TASK GOAL
Please pull out every line in the records below that contains the word "Target", and copy each of those lines unchanged.

DATA EXCERPTS
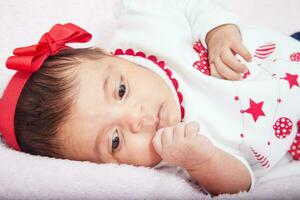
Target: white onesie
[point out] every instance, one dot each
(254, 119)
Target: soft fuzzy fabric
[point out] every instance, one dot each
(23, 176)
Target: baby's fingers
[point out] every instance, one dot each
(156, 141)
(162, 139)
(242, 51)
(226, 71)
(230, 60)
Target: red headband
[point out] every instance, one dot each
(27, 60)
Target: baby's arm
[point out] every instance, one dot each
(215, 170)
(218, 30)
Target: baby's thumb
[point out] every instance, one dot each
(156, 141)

* * *

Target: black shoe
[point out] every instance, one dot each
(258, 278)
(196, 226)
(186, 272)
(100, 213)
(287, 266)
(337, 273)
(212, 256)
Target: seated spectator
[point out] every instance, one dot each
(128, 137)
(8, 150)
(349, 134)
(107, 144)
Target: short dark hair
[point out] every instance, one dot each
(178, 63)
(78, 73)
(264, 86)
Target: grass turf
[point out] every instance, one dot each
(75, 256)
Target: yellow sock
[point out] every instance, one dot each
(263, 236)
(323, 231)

TASK RESULT
Target: white onesie
Target: soft fuzzy fabric
Target: baby's fingers
Target: red headband
Target: baby's arm
Target: baby's thumb
Target: black shoe
Target: seated spectator
Target: short dark hair
Target: grass turf
Target: yellow sock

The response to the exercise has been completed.